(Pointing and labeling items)
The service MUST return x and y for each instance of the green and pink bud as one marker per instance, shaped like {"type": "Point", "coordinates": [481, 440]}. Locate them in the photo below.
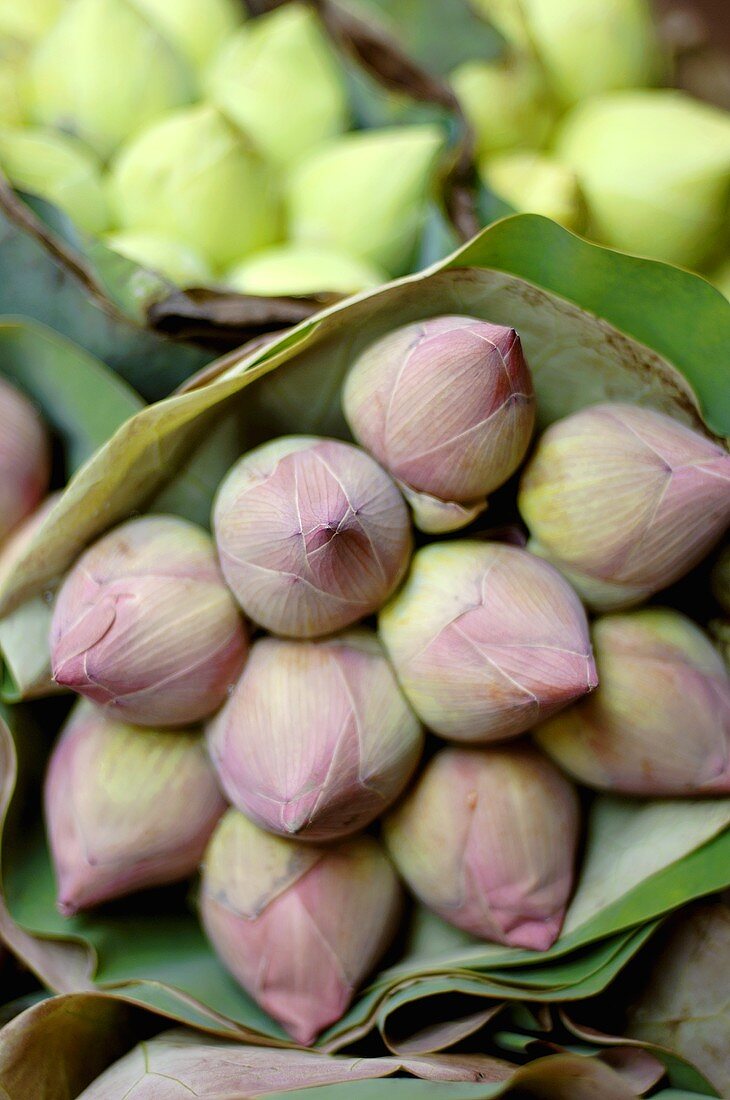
{"type": "Point", "coordinates": [486, 640]}
{"type": "Point", "coordinates": [625, 501]}
{"type": "Point", "coordinates": [298, 926]}
{"type": "Point", "coordinates": [317, 739]}
{"type": "Point", "coordinates": [312, 535]}
{"type": "Point", "coordinates": [125, 807]}
{"type": "Point", "coordinates": [24, 459]}
{"type": "Point", "coordinates": [145, 627]}
{"type": "Point", "coordinates": [660, 722]}
{"type": "Point", "coordinates": [487, 839]}
{"type": "Point", "coordinates": [446, 406]}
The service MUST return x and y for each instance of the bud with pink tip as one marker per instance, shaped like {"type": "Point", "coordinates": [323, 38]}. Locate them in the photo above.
{"type": "Point", "coordinates": [299, 926]}
{"type": "Point", "coordinates": [625, 501]}
{"type": "Point", "coordinates": [125, 807]}
{"type": "Point", "coordinates": [487, 839]}
{"type": "Point", "coordinates": [145, 626]}
{"type": "Point", "coordinates": [317, 738]}
{"type": "Point", "coordinates": [446, 406]}
{"type": "Point", "coordinates": [312, 535]}
{"type": "Point", "coordinates": [486, 640]}
{"type": "Point", "coordinates": [24, 459]}
{"type": "Point", "coordinates": [660, 722]}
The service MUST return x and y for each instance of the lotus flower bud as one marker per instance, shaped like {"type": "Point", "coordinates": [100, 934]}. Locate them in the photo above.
{"type": "Point", "coordinates": [175, 261]}
{"type": "Point", "coordinates": [644, 193]}
{"type": "Point", "coordinates": [26, 22]}
{"type": "Point", "coordinates": [196, 178]}
{"type": "Point", "coordinates": [145, 627]}
{"type": "Point", "coordinates": [446, 406]}
{"type": "Point", "coordinates": [534, 184]}
{"type": "Point", "coordinates": [506, 101]}
{"type": "Point", "coordinates": [625, 501]}
{"type": "Point", "coordinates": [486, 640]}
{"type": "Point", "coordinates": [59, 169]}
{"type": "Point", "coordinates": [125, 807]}
{"type": "Point", "coordinates": [487, 839]}
{"type": "Point", "coordinates": [299, 926]}
{"type": "Point", "coordinates": [660, 722]}
{"type": "Point", "coordinates": [312, 535]}
{"type": "Point", "coordinates": [355, 172]}
{"type": "Point", "coordinates": [198, 29]}
{"type": "Point", "coordinates": [684, 1004]}
{"type": "Point", "coordinates": [279, 80]}
{"type": "Point", "coordinates": [103, 72]}
{"type": "Point", "coordinates": [300, 268]}
{"type": "Point", "coordinates": [24, 459]}
{"type": "Point", "coordinates": [317, 738]}
{"type": "Point", "coordinates": [585, 46]}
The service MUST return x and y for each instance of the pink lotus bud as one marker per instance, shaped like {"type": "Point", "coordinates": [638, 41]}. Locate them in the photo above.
{"type": "Point", "coordinates": [486, 640]}
{"type": "Point", "coordinates": [145, 626]}
{"type": "Point", "coordinates": [487, 839]}
{"type": "Point", "coordinates": [317, 738]}
{"type": "Point", "coordinates": [125, 807]}
{"type": "Point", "coordinates": [625, 501]}
{"type": "Point", "coordinates": [660, 722]}
{"type": "Point", "coordinates": [24, 459]}
{"type": "Point", "coordinates": [446, 406]}
{"type": "Point", "coordinates": [299, 926]}
{"type": "Point", "coordinates": [312, 535]}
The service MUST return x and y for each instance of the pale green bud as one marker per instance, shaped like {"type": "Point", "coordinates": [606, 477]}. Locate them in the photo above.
{"type": "Point", "coordinates": [26, 20]}
{"type": "Point", "coordinates": [534, 184]}
{"type": "Point", "coordinates": [486, 640]}
{"type": "Point", "coordinates": [196, 178]}
{"type": "Point", "coordinates": [366, 194]}
{"type": "Point", "coordinates": [659, 723]}
{"type": "Point", "coordinates": [58, 168]}
{"type": "Point", "coordinates": [279, 80]}
{"type": "Point", "coordinates": [301, 270]}
{"type": "Point", "coordinates": [197, 28]}
{"type": "Point", "coordinates": [125, 807]}
{"type": "Point", "coordinates": [175, 261]}
{"type": "Point", "coordinates": [487, 839]}
{"type": "Point", "coordinates": [586, 46]}
{"type": "Point", "coordinates": [625, 501]}
{"type": "Point", "coordinates": [24, 459]}
{"type": "Point", "coordinates": [12, 96]}
{"type": "Point", "coordinates": [103, 72]}
{"type": "Point", "coordinates": [654, 168]}
{"type": "Point", "coordinates": [506, 101]}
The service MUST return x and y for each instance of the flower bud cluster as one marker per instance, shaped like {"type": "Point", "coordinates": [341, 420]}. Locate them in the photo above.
{"type": "Point", "coordinates": [362, 646]}
{"type": "Point", "coordinates": [229, 160]}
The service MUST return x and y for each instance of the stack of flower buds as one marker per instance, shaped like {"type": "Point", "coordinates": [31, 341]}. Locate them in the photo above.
{"type": "Point", "coordinates": [316, 729]}
{"type": "Point", "coordinates": [209, 147]}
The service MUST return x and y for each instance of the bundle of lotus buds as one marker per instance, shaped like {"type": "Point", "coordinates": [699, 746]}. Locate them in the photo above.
{"type": "Point", "coordinates": [305, 772]}
{"type": "Point", "coordinates": [211, 149]}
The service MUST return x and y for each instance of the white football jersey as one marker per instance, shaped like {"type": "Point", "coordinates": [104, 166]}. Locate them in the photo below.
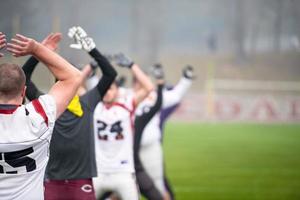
{"type": "Point", "coordinates": [113, 130]}
{"type": "Point", "coordinates": [24, 141]}
{"type": "Point", "coordinates": [152, 132]}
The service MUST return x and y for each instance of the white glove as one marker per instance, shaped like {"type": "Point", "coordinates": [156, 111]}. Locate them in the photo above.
{"type": "Point", "coordinates": [123, 61]}
{"type": "Point", "coordinates": [81, 39]}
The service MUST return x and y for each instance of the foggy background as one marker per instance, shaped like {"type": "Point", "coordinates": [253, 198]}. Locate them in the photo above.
{"type": "Point", "coordinates": [245, 49]}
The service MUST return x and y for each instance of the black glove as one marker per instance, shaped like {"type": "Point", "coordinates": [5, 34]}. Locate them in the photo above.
{"type": "Point", "coordinates": [158, 71]}
{"type": "Point", "coordinates": [188, 72]}
{"type": "Point", "coordinates": [123, 61]}
{"type": "Point", "coordinates": [94, 66]}
{"type": "Point", "coordinates": [121, 81]}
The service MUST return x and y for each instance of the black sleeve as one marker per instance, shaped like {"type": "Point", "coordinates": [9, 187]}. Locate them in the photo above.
{"type": "Point", "coordinates": [92, 97]}
{"type": "Point", "coordinates": [32, 92]}
{"type": "Point", "coordinates": [108, 72]}
{"type": "Point", "coordinates": [145, 183]}
{"type": "Point", "coordinates": [140, 122]}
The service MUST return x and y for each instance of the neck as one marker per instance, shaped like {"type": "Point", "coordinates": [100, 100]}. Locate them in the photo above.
{"type": "Point", "coordinates": [11, 101]}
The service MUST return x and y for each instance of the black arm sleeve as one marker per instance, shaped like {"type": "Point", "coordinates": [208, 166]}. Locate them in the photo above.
{"type": "Point", "coordinates": [109, 73]}
{"type": "Point", "coordinates": [92, 97]}
{"type": "Point", "coordinates": [32, 91]}
{"type": "Point", "coordinates": [146, 184]}
{"type": "Point", "coordinates": [141, 121]}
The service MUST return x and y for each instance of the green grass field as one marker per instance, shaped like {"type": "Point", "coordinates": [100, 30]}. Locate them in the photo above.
{"type": "Point", "coordinates": [233, 161]}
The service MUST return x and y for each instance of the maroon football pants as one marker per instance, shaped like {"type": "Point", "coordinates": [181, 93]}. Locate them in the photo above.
{"type": "Point", "coordinates": [81, 189]}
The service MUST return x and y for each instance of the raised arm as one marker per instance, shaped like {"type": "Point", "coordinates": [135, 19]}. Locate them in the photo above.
{"type": "Point", "coordinates": [2, 42]}
{"type": "Point", "coordinates": [69, 77]}
{"type": "Point", "coordinates": [174, 96]}
{"type": "Point", "coordinates": [141, 77]}
{"type": "Point", "coordinates": [32, 92]}
{"type": "Point", "coordinates": [82, 41]}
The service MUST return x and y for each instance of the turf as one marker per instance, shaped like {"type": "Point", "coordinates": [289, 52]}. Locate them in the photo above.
{"type": "Point", "coordinates": [233, 161]}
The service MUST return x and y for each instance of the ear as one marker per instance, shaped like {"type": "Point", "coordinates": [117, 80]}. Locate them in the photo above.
{"type": "Point", "coordinates": [23, 91]}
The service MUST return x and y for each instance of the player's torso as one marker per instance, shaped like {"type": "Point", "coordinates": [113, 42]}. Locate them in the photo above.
{"type": "Point", "coordinates": [24, 143]}
{"type": "Point", "coordinates": [113, 128]}
{"type": "Point", "coordinates": [151, 132]}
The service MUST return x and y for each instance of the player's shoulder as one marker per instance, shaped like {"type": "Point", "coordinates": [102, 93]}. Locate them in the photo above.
{"type": "Point", "coordinates": [44, 106]}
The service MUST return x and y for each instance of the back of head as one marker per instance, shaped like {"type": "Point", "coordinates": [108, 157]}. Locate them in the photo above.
{"type": "Point", "coordinates": [12, 81]}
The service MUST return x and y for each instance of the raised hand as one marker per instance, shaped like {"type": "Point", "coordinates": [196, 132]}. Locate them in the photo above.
{"type": "Point", "coordinates": [188, 72]}
{"type": "Point", "coordinates": [158, 72]}
{"type": "Point", "coordinates": [2, 42]}
{"type": "Point", "coordinates": [52, 40]}
{"type": "Point", "coordinates": [123, 61]}
{"type": "Point", "coordinates": [21, 45]}
{"type": "Point", "coordinates": [82, 41]}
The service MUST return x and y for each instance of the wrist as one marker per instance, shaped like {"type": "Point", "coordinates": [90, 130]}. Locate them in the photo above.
{"type": "Point", "coordinates": [35, 47]}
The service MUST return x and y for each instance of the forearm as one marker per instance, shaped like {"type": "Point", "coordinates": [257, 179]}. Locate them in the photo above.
{"type": "Point", "coordinates": [105, 67]}
{"type": "Point", "coordinates": [156, 107]}
{"type": "Point", "coordinates": [142, 78]}
{"type": "Point", "coordinates": [175, 95]}
{"type": "Point", "coordinates": [108, 72]}
{"type": "Point", "coordinates": [29, 67]}
{"type": "Point", "coordinates": [60, 68]}
{"type": "Point", "coordinates": [32, 92]}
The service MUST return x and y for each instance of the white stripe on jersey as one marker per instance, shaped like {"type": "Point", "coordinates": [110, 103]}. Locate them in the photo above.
{"type": "Point", "coordinates": [24, 143]}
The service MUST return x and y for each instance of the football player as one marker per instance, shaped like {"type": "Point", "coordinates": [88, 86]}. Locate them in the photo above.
{"type": "Point", "coordinates": [26, 130]}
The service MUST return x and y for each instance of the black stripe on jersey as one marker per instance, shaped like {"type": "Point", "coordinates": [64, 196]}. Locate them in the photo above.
{"type": "Point", "coordinates": [20, 158]}
{"type": "Point", "coordinates": [18, 154]}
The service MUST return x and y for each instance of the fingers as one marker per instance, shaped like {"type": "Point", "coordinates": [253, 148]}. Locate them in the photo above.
{"type": "Point", "coordinates": [15, 49]}
{"type": "Point", "coordinates": [2, 41]}
{"type": "Point", "coordinates": [18, 42]}
{"type": "Point", "coordinates": [22, 38]}
{"type": "Point", "coordinates": [57, 37]}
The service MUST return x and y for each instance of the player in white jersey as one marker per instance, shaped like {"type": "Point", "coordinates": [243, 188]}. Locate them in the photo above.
{"type": "Point", "coordinates": [26, 129]}
{"type": "Point", "coordinates": [151, 150]}
{"type": "Point", "coordinates": [113, 125]}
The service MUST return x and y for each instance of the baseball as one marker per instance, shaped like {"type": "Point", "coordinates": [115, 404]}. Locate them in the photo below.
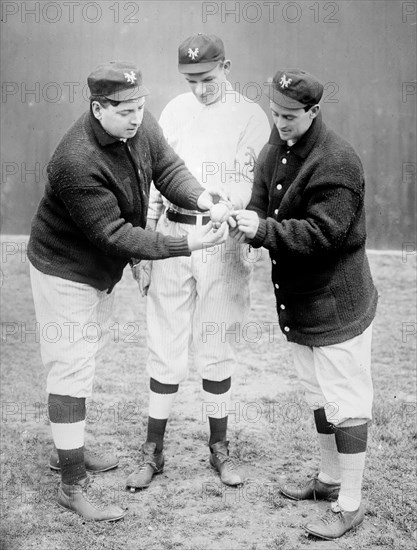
{"type": "Point", "coordinates": [219, 212]}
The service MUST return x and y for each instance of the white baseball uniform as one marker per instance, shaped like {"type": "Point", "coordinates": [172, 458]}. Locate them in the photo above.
{"type": "Point", "coordinates": [200, 302]}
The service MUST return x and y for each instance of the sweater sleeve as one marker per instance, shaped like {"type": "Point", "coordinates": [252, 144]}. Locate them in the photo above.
{"type": "Point", "coordinates": [331, 208]}
{"type": "Point", "coordinates": [95, 211]}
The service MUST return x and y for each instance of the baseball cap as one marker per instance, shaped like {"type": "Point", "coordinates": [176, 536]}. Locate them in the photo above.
{"type": "Point", "coordinates": [200, 53]}
{"type": "Point", "coordinates": [294, 89]}
{"type": "Point", "coordinates": [117, 80]}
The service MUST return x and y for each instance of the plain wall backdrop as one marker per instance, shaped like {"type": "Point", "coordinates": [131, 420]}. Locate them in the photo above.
{"type": "Point", "coordinates": [363, 51]}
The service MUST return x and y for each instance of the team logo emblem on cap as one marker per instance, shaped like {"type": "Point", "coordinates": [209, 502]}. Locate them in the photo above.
{"type": "Point", "coordinates": [284, 82]}
{"type": "Point", "coordinates": [130, 77]}
{"type": "Point", "coordinates": [193, 54]}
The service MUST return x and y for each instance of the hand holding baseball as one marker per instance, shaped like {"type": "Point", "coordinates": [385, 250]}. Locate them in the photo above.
{"type": "Point", "coordinates": [207, 235]}
{"type": "Point", "coordinates": [247, 222]}
{"type": "Point", "coordinates": [222, 212]}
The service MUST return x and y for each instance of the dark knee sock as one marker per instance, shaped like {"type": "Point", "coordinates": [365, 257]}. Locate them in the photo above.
{"type": "Point", "coordinates": [218, 426]}
{"type": "Point", "coordinates": [161, 397]}
{"type": "Point", "coordinates": [67, 417]}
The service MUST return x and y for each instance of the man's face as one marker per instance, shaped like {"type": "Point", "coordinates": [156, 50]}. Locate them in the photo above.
{"type": "Point", "coordinates": [292, 124]}
{"type": "Point", "coordinates": [209, 87]}
{"type": "Point", "coordinates": [122, 121]}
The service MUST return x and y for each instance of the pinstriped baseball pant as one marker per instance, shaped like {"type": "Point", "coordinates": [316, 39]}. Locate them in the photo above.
{"type": "Point", "coordinates": [198, 303]}
{"type": "Point", "coordinates": [74, 320]}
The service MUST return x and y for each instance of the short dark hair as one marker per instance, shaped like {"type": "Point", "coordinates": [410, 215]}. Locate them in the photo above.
{"type": "Point", "coordinates": [104, 101]}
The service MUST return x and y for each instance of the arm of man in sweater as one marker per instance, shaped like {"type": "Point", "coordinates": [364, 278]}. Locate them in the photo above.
{"type": "Point", "coordinates": [332, 205]}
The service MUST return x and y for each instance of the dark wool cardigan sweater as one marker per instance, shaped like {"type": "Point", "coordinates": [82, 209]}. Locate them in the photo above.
{"type": "Point", "coordinates": [311, 200]}
{"type": "Point", "coordinates": [90, 220]}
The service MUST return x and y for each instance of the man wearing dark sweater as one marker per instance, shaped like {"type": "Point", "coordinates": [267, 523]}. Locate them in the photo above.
{"type": "Point", "coordinates": [88, 225]}
{"type": "Point", "coordinates": [307, 209]}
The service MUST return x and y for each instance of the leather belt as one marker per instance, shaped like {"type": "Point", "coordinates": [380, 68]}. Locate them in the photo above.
{"type": "Point", "coordinates": [187, 218]}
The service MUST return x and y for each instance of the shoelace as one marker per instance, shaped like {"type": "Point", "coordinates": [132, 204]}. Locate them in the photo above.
{"type": "Point", "coordinates": [92, 493]}
{"type": "Point", "coordinates": [148, 462]}
{"type": "Point", "coordinates": [332, 515]}
{"type": "Point", "coordinates": [226, 460]}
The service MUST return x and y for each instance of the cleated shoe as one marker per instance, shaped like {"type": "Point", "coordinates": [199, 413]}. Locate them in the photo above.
{"type": "Point", "coordinates": [335, 522]}
{"type": "Point", "coordinates": [82, 498]}
{"type": "Point", "coordinates": [221, 461]}
{"type": "Point", "coordinates": [151, 463]}
{"type": "Point", "coordinates": [314, 490]}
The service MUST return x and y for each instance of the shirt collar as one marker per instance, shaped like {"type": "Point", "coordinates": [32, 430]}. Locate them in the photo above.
{"type": "Point", "coordinates": [304, 145]}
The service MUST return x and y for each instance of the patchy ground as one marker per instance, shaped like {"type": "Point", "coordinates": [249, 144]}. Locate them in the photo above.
{"type": "Point", "coordinates": [271, 433]}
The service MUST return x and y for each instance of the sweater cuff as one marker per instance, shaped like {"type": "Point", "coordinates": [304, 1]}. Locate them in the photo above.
{"type": "Point", "coordinates": [194, 194]}
{"type": "Point", "coordinates": [178, 246]}
{"type": "Point", "coordinates": [259, 238]}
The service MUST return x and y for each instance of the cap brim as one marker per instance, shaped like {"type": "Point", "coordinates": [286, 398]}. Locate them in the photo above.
{"type": "Point", "coordinates": [129, 94]}
{"type": "Point", "coordinates": [283, 100]}
{"type": "Point", "coordinates": [194, 68]}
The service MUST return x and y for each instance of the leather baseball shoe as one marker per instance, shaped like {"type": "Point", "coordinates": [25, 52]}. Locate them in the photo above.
{"type": "Point", "coordinates": [335, 522]}
{"type": "Point", "coordinates": [93, 461]}
{"type": "Point", "coordinates": [314, 489]}
{"type": "Point", "coordinates": [151, 463]}
{"type": "Point", "coordinates": [224, 464]}
{"type": "Point", "coordinates": [82, 498]}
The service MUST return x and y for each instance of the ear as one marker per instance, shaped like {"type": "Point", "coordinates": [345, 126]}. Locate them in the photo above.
{"type": "Point", "coordinates": [314, 111]}
{"type": "Point", "coordinates": [97, 109]}
{"type": "Point", "coordinates": [226, 66]}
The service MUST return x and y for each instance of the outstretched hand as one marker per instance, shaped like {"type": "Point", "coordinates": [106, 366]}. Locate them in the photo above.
{"type": "Point", "coordinates": [247, 222]}
{"type": "Point", "coordinates": [207, 235]}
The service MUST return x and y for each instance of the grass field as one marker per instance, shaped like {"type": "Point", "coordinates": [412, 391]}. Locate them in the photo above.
{"type": "Point", "coordinates": [271, 433]}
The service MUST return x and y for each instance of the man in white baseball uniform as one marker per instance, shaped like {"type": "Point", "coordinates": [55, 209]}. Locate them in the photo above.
{"type": "Point", "coordinates": [89, 223]}
{"type": "Point", "coordinates": [198, 303]}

SET EXERCISE: Rewrite the stretch of items from the line containing "of the grass" through the end of the items, including the requests, and raise every coordinate in the answers by 103. Leave the numbers in the requests and their sample markers as they are.

RESULT:
The service MUST return x and y for each instance of the grass field as one marker per instance, shaped like {"type": "Point", "coordinates": [412, 391]}. Locate them in the photo above.
{"type": "Point", "coordinates": [374, 536]}
The service MUST return x and y for each instance of the man in white baseball uniform as one marker per instance, shaped like {"type": "Point", "coordinates": [55, 209]}. Locate them in the photo above.
{"type": "Point", "coordinates": [192, 326]}
{"type": "Point", "coordinates": [301, 406]}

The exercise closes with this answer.